WORK REQUIRED :: Tally the lines in the records underneath that contain the string "embankment", and state the figure by itself.

[Opening DATA TO PROCESS section]

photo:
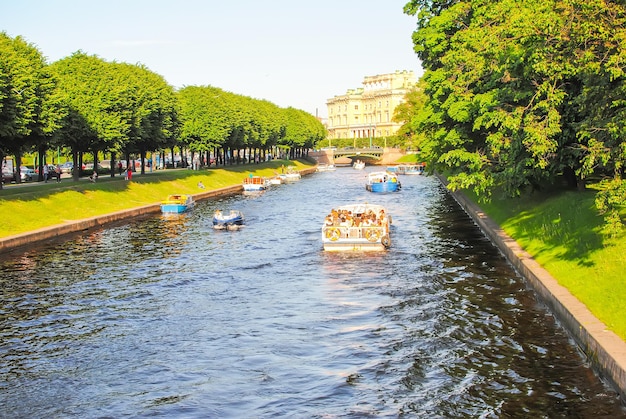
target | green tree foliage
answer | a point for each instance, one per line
(520, 92)
(114, 107)
(27, 106)
(215, 119)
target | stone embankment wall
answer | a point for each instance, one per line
(76, 227)
(604, 349)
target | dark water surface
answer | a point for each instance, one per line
(169, 318)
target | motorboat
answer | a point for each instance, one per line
(255, 183)
(276, 180)
(292, 174)
(410, 169)
(232, 220)
(382, 182)
(357, 227)
(323, 167)
(177, 204)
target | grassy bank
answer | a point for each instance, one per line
(32, 206)
(562, 231)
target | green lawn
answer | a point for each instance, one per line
(562, 231)
(30, 206)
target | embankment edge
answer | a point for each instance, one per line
(74, 227)
(604, 349)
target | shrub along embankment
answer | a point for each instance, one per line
(562, 231)
(554, 239)
(32, 207)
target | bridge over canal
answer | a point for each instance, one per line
(373, 155)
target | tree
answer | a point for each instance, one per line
(27, 108)
(521, 92)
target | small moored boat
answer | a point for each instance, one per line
(255, 183)
(228, 221)
(357, 227)
(176, 204)
(382, 182)
(292, 174)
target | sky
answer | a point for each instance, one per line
(289, 52)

[Closing DATA TO PROCESS section]

TASK SOLUTION :: 3